- _Exercise prompt_
Reproduce the lines below word for word, from the line containing "road in this photo." to the line containing "Target: paved road", both included.

- _Excerpted records_
'''

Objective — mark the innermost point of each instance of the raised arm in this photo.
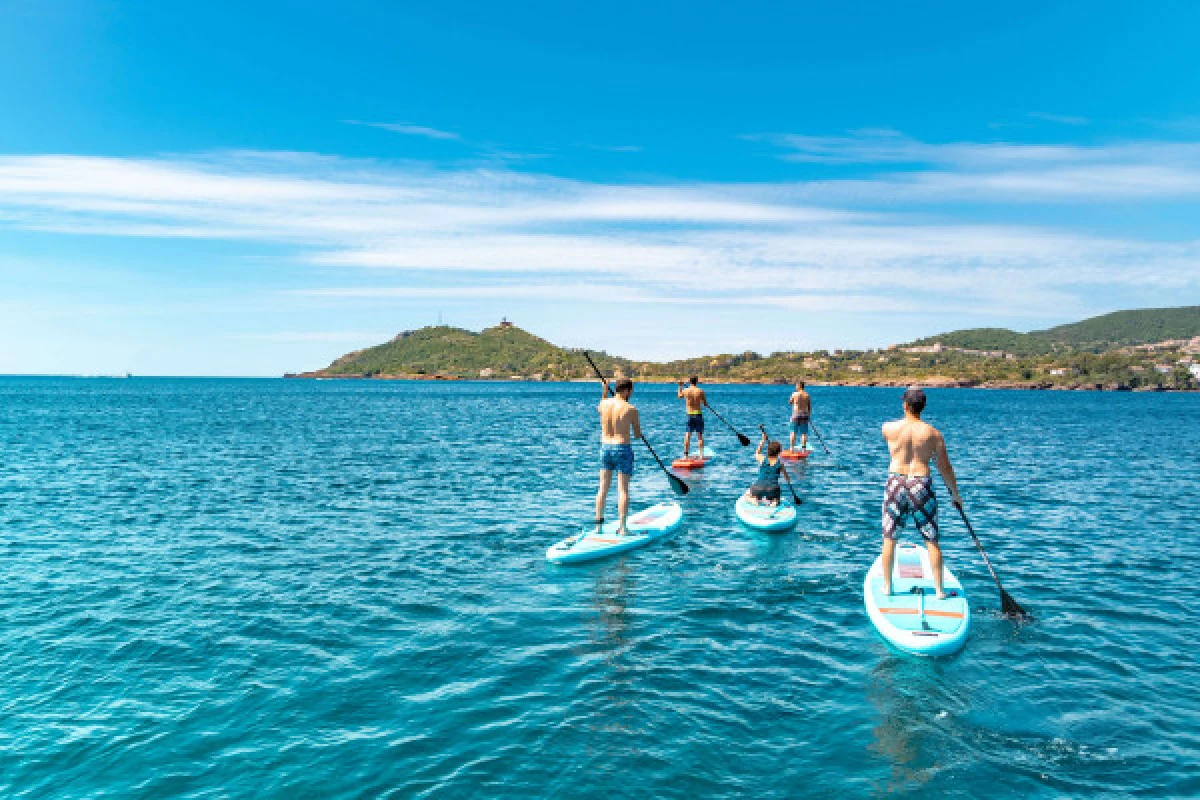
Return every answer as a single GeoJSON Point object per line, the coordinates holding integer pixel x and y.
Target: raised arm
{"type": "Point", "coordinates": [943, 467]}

'''
'''

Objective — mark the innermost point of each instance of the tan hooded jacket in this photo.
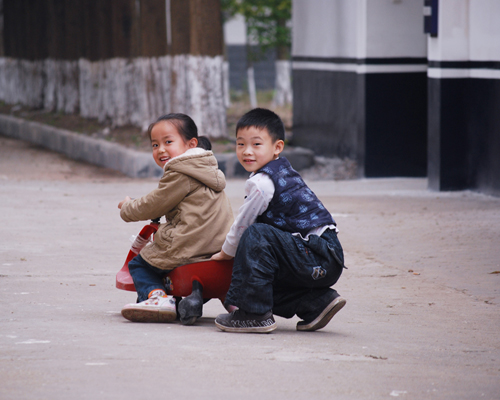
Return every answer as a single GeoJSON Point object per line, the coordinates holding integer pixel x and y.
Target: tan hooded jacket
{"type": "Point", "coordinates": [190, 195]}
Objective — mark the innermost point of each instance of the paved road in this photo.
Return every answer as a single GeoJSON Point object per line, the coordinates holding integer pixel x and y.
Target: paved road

'''

- _Exercise output_
Objective — mark the innermost point of each instance of the paved road in this photo.
Return every answer as a single GeoJSON Point object per line, the coordinates holding integer pixel x and y.
Target: paved road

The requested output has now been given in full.